WHAT IS EXPECTED:
Copy out every one of the records below word for word, keeping each line unchanged and in its original order.

PROVIDED RECORDS:
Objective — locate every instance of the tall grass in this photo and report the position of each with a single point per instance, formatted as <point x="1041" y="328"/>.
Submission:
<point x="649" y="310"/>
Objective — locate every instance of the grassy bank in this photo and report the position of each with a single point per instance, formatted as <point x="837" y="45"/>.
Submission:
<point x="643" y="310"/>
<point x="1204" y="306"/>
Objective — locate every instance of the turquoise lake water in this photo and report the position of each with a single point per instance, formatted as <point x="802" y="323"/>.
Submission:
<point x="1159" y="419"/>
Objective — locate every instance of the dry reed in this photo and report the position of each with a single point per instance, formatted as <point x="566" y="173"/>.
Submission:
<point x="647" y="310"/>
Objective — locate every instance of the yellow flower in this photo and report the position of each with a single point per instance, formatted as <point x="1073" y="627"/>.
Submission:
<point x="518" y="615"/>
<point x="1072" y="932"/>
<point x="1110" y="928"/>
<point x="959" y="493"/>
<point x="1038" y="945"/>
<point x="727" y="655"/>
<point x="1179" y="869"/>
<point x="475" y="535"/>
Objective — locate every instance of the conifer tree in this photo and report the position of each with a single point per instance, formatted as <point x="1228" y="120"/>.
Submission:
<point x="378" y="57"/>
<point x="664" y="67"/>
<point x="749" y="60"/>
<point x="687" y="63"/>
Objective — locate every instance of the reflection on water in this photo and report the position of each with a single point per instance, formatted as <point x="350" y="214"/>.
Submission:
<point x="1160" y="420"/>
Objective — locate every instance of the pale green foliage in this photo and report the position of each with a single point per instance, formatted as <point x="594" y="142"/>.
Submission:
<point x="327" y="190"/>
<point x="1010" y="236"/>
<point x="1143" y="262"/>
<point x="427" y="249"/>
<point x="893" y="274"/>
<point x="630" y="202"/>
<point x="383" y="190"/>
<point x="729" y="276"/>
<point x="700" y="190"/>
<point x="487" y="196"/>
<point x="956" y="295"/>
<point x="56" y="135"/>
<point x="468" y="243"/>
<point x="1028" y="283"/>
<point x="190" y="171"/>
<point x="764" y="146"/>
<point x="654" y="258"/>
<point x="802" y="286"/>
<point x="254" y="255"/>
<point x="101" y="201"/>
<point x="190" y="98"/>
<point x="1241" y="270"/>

WRITTEN REPLY:
Objective — locate every instance of the tall grass in this photo and report the position of each with a single point per instance, formatted as <point x="1041" y="328"/>.
Submission:
<point x="649" y="310"/>
Objective — locate every instance of the grassy bank in this photo and report the position of each with a single point per instance, formatted as <point x="837" y="45"/>.
Submission:
<point x="643" y="310"/>
<point x="1204" y="306"/>
Objective — locate every instance of the turquoise lake water in this photo and report the position of each with a single point per instance, formatted as <point x="802" y="323"/>.
Submission:
<point x="1159" y="419"/>
Objective — locate every instance of the dry reed in this photo and report the position of each with a single point per instance, formatted as <point x="566" y="173"/>.
Submission:
<point x="647" y="310"/>
Objective — locate every instance of the yellow flower in this photo and report the position of each with a single point per instance, formatted as <point x="1073" y="627"/>.
Submission:
<point x="518" y="615"/>
<point x="1072" y="932"/>
<point x="1110" y="928"/>
<point x="959" y="493"/>
<point x="1038" y="945"/>
<point x="727" y="655"/>
<point x="1179" y="869"/>
<point x="475" y="535"/>
Objective — locate every instance of the conifer tree in this photo and report the position of each with a single point per instance, formatted as <point x="1228" y="120"/>.
Submission:
<point x="378" y="57"/>
<point x="664" y="67"/>
<point x="749" y="60"/>
<point x="687" y="63"/>
Objective — locate every instance of the reflection on water in this photo and report the position of each with a single point per instance, formatted as <point x="350" y="214"/>.
Submission:
<point x="1160" y="420"/>
Objective — locate every instance of the pale green foliage in this photo and report the position of each with a single point per instance, formatted as <point x="594" y="142"/>.
Submission:
<point x="327" y="190"/>
<point x="1010" y="236"/>
<point x="1143" y="262"/>
<point x="427" y="249"/>
<point x="893" y="274"/>
<point x="630" y="202"/>
<point x="383" y="190"/>
<point x="729" y="276"/>
<point x="700" y="190"/>
<point x="487" y="196"/>
<point x="956" y="295"/>
<point x="56" y="135"/>
<point x="468" y="243"/>
<point x="1028" y="283"/>
<point x="190" y="171"/>
<point x="764" y="146"/>
<point x="654" y="258"/>
<point x="802" y="286"/>
<point x="254" y="255"/>
<point x="101" y="201"/>
<point x="190" y="98"/>
<point x="1241" y="270"/>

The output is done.